> _Given task_:
List each line of the material below that contains the word "stone".

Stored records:
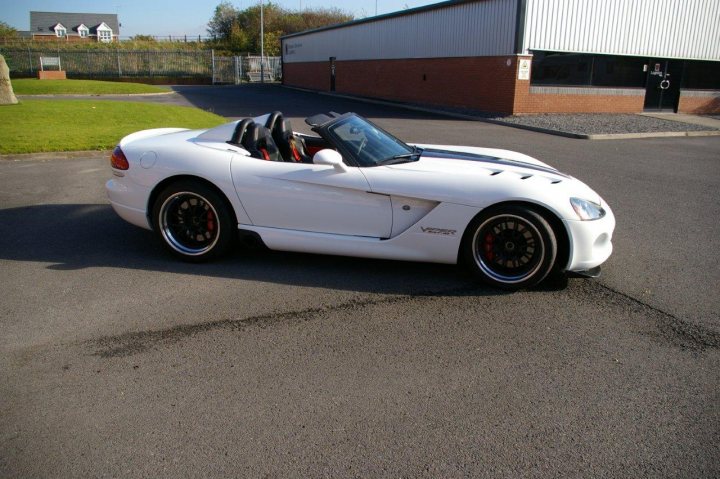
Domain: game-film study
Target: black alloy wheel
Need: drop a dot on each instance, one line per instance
(193, 221)
(510, 247)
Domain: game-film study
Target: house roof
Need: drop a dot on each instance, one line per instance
(43, 22)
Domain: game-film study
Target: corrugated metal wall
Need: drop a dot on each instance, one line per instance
(687, 29)
(484, 28)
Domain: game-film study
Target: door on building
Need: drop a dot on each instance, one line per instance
(332, 73)
(662, 92)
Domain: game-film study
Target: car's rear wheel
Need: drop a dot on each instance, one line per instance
(193, 221)
(510, 247)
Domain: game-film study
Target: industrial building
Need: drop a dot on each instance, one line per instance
(522, 56)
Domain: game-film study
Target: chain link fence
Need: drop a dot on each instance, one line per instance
(109, 64)
(235, 70)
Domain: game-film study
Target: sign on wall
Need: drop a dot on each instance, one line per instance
(524, 69)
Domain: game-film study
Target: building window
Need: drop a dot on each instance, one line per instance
(574, 69)
(550, 68)
(105, 36)
(702, 75)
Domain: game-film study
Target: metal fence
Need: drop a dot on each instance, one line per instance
(198, 64)
(235, 70)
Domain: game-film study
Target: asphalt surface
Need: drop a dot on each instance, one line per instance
(116, 360)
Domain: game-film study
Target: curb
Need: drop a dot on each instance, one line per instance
(462, 116)
(56, 155)
(99, 95)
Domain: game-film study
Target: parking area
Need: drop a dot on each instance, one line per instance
(116, 360)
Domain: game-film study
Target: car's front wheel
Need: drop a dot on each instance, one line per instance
(510, 247)
(193, 221)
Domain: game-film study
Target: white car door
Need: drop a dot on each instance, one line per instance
(308, 197)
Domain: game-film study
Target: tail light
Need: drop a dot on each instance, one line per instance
(118, 160)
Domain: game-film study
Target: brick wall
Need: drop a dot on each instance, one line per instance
(481, 83)
(578, 100)
(691, 102)
(486, 83)
(314, 76)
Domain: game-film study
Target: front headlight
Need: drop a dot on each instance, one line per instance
(587, 210)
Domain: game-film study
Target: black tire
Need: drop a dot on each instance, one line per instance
(510, 247)
(193, 221)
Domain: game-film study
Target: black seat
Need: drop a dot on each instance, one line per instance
(291, 147)
(259, 143)
(239, 131)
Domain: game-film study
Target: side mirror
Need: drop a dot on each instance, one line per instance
(331, 158)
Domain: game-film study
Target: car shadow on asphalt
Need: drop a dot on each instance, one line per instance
(77, 236)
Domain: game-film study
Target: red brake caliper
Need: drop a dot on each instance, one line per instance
(211, 221)
(487, 246)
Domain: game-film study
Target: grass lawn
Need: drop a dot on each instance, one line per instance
(33, 86)
(39, 125)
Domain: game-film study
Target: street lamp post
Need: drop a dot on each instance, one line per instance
(262, 43)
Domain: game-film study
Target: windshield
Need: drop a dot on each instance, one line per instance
(370, 145)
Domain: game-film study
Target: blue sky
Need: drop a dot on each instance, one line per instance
(178, 17)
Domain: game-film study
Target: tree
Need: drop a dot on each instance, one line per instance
(6, 30)
(220, 25)
(239, 30)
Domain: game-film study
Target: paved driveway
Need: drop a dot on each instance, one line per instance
(116, 360)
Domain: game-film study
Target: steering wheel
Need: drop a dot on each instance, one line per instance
(272, 120)
(240, 131)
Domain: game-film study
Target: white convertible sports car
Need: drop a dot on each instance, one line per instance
(356, 190)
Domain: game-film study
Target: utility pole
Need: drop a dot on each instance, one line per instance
(262, 43)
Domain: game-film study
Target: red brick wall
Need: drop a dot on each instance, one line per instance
(699, 105)
(526, 102)
(482, 83)
(486, 83)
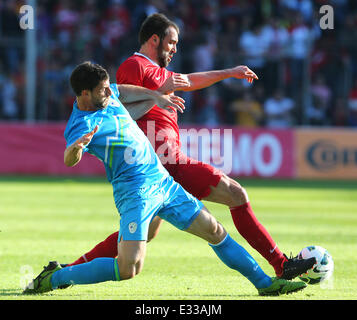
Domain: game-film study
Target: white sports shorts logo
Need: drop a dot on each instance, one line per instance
(132, 227)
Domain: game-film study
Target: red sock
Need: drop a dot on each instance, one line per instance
(107, 248)
(257, 236)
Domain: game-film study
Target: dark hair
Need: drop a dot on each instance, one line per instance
(86, 76)
(156, 23)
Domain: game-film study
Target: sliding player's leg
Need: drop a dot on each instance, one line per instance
(108, 247)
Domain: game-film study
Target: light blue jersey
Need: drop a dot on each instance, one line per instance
(142, 187)
(129, 159)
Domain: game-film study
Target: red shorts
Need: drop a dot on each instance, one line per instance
(194, 176)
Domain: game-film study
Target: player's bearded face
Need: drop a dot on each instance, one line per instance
(101, 95)
(163, 56)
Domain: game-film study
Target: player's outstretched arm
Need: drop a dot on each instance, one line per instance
(138, 100)
(73, 153)
(200, 80)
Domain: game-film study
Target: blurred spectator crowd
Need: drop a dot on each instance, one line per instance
(307, 76)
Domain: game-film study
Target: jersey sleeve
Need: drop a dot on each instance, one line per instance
(76, 130)
(115, 91)
(130, 72)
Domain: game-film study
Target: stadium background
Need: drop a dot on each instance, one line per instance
(306, 74)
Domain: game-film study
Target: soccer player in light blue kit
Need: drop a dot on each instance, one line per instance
(142, 188)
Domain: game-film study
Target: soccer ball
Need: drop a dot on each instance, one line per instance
(323, 268)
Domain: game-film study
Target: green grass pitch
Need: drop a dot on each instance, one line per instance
(43, 219)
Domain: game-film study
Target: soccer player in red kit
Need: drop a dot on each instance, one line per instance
(158, 38)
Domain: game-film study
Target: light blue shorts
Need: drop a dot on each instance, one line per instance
(166, 199)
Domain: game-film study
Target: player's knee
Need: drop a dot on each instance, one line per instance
(238, 195)
(215, 231)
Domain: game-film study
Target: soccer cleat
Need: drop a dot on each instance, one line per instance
(42, 283)
(64, 286)
(281, 286)
(294, 267)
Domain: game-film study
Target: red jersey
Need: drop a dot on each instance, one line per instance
(159, 125)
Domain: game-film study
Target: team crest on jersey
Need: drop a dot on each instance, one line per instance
(132, 227)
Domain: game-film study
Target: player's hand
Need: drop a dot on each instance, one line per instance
(171, 102)
(177, 81)
(83, 141)
(243, 72)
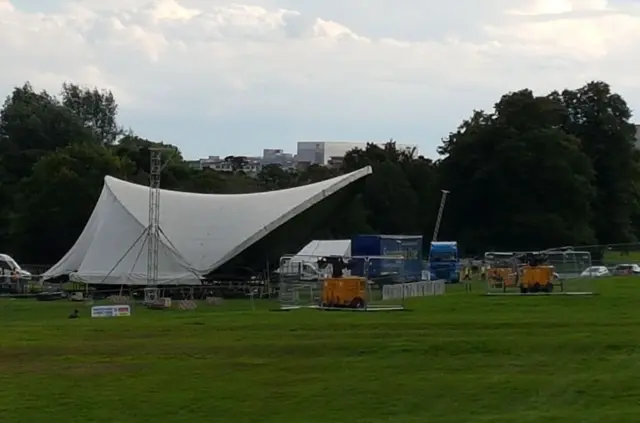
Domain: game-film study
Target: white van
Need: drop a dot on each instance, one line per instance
(8, 267)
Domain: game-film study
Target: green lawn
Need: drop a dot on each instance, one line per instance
(458, 358)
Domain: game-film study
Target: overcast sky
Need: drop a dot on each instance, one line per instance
(221, 77)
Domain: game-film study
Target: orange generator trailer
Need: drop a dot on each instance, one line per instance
(339, 290)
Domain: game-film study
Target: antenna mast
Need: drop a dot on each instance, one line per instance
(440, 213)
(153, 232)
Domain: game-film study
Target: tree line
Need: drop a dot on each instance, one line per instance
(537, 171)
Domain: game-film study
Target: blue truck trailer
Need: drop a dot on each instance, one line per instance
(444, 261)
(407, 248)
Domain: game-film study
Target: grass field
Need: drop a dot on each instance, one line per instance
(613, 257)
(457, 358)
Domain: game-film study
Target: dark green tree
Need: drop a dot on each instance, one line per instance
(600, 119)
(54, 203)
(517, 180)
(96, 109)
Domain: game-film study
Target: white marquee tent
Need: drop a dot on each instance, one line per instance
(202, 231)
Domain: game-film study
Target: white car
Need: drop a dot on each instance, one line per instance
(8, 266)
(626, 269)
(595, 272)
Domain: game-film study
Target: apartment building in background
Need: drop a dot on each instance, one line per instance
(331, 153)
(323, 153)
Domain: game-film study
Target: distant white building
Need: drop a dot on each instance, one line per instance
(332, 152)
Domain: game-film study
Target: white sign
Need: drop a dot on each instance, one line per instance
(111, 311)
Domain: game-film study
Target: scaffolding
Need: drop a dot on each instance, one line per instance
(153, 233)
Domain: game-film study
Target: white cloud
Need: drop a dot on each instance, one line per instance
(400, 62)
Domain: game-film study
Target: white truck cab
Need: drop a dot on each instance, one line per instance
(9, 267)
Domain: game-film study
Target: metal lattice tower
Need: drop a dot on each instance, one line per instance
(153, 232)
(440, 213)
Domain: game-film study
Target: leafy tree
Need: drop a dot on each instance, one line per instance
(96, 109)
(55, 201)
(600, 119)
(31, 125)
(517, 180)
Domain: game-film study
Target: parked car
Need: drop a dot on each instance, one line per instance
(595, 272)
(626, 269)
(9, 266)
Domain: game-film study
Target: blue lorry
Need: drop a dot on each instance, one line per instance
(408, 249)
(444, 262)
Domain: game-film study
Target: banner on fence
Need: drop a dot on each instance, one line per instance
(414, 289)
(111, 311)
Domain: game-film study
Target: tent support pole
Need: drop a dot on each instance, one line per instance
(125, 254)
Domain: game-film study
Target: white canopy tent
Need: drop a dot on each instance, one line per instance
(202, 231)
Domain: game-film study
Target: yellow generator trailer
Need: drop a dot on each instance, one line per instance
(340, 290)
(502, 276)
(346, 291)
(536, 275)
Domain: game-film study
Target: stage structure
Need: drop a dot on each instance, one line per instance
(147, 236)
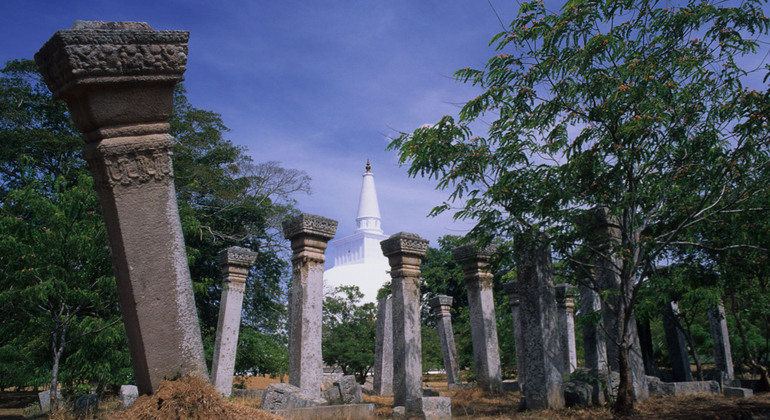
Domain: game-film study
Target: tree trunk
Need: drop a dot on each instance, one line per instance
(57, 353)
(624, 405)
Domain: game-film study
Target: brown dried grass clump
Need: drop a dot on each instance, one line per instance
(189, 398)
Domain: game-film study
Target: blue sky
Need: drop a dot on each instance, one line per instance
(316, 85)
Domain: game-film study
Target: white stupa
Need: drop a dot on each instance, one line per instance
(357, 259)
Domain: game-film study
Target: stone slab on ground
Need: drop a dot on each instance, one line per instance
(731, 391)
(684, 388)
(285, 396)
(331, 412)
(511, 385)
(350, 390)
(256, 394)
(437, 408)
(128, 395)
(44, 397)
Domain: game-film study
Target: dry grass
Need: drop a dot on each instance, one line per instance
(189, 398)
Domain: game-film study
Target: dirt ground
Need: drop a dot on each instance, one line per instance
(473, 404)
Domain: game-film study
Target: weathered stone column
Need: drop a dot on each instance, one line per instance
(118, 79)
(383, 349)
(645, 342)
(607, 236)
(594, 342)
(565, 309)
(405, 252)
(235, 262)
(723, 357)
(512, 289)
(677, 347)
(539, 323)
(309, 235)
(441, 305)
(481, 304)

> _The response_:
Target: stone slab on ground
Target: weathered stone column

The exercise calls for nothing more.